Por Herminio Portell Vila (1953)
Los críticos de los errores de los Estados Unidos acerca de la América Latina, en todos los tiempos; pero, más recientemente, los comunistas y sus simpatizadores por su afán propagandista, han escrito montones de cuartillas en las que aparece Martí como enemigo acérrimo de los Estados Unidos en todos sus aspectos. Colocados en el otro punto de vista, las personas que pretenden justificar y glorificar a los Estados Unidos en todo y por todo, también han intentado colocar a Martí entre los pensadores, observadores y escritores que han elogiado y elogian sin tasa a los Estados Unidos. La verdad, sin embargo, está en el medio y los detractores y los apologistas de los Estados Unidos aprovechan tales y cuales frases del Apóstol en apoyo de sus respectivas tesis con más entusiasmo que espíritu de justicia.
Martí vivió cuarenta y dos años y de ellos pasó en los Estados Unidos alrededor de catorce años, o sea, que la tercera parte de su vida, poco más o menos, la pasó en territorio norteamericano. Únicamente en Cuba fue que Marti vivió más tiempo que en los Estados Unidos ya que en España permaneció durante sus estudios universitarios y unos pocos meses más, cuando su segunda expulsión de Cuba y en México, Guatemala, Honduras, Costa Rica, República Dominicana, etcétera, sólo estuvo por breves temporadas. En México permaneció unos dos años, a lo sumo, y con todos el cariño de Martí por la que él llamaba “nuestra América” ni uno de los países latinoamericanos le ofreció al insigne proscripto un asilo permanente y mucho menos la oportunidad de organizar e impulsar la gran empresa revolucionaria por la independencia de Cuba.

#####

### Objetivo A
¿Cómo se traduce al inglés esta oración del texto sobre Martí: "Martí vivió cuarenta y dos años y de ellos pasó en los Estados Unidos alrededor de catorce años, o sea, que la tercera parte de su vida, poco más o menos, la pasó en territorio norteamericano."?
El texto y los registros no guardan relación alguna entre sí.

Entradas de la colección:
#####

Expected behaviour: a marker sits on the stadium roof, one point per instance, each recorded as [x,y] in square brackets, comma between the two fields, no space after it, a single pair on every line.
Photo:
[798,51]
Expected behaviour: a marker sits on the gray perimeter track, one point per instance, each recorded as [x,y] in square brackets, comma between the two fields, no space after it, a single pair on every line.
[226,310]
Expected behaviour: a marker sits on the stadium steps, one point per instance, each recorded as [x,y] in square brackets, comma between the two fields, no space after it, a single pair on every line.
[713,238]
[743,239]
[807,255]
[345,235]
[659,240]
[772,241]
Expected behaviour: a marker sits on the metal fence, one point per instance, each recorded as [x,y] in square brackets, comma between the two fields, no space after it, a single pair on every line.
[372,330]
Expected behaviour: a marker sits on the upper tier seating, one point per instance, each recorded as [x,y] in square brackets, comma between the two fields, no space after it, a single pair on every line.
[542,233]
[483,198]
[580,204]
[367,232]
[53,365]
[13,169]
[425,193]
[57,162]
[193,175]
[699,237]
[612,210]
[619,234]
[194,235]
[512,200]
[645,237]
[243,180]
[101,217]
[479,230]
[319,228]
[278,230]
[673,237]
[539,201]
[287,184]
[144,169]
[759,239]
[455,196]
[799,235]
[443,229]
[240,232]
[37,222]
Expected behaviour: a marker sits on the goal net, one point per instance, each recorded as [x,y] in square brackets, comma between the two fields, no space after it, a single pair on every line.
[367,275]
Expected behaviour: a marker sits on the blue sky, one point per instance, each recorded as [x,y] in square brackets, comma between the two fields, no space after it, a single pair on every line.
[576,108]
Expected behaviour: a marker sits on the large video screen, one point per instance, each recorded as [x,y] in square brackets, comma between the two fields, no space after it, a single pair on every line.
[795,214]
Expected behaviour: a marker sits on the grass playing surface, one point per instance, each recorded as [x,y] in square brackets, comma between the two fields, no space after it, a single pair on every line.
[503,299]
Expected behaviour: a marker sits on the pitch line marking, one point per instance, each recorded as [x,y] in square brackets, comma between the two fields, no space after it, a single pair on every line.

#####

### Objetivo B
Repite de forma literal las líneas de los registros, empezando por la línea que contiene "Expected behaviour: a marker sits on the metal" y siguiendo hasta el final de los registros, ambos extremos incluidos.

### Respuesta A
Martí lived forty-two years, and of those he spent about fourteen years in the United States; that is, roughly a third of his life, more or less, was spent on U.S. territory.

### Respuesta B
Expected behaviour: a marker sits on the metal fence, one point per instance, each recorded as [x,y] in square brackets, comma between the two fields, no space after it, a single pair on every line.
[372,330]
Expected behaviour: a marker sits on the upper tier seating, one point per instance, each recorded as [x,y] in square brackets, comma between the two fields, no space after it, a single pair on every line.
[542,233]
[483,198]
[580,204]
[367,232]
[53,365]
[13,169]
[425,193]
[57,162]
[193,175]
[699,237]
[612,210]
[619,234]
[194,235]
[512,200]
[645,237]
[243,180]
[101,217]
[479,230]
[319,228]
[278,230]
[673,237]
[539,201]
[287,184]
[144,169]
[759,239]
[455,196]
[799,235]
[443,229]
[240,232]
[37,222]
Expected behaviour: a marker sits on the goal net, one point per instance, each recorded as [x,y] in square brackets, comma between the two fields, no space after it, a single pair on every line.
[367,275]
Expected behaviour: a marker sits on the blue sky, one point per instance, each recorded as [x,y] in square brackets, comma between the two fields, no space after it, a single pair on every line.
[576,108]
Expected behaviour: a marker sits on the large video screen, one point per instance, each recorded as [x,y] in square brackets, comma between the two fields, no space after it, a single pair on every line.
[795,214]
Expected behaviour: a marker sits on the grass playing surface, one point per instance, each recorded as [x,y] in square brackets, comma between the two fields, no space after it, a single pair on every line.
[503,299]
Expected behaviour: a marker sits on the pitch line marking, one point per instance, each recorded as [x,y] in square brackets, comma between the two fields, no space after it, a single pair on every line.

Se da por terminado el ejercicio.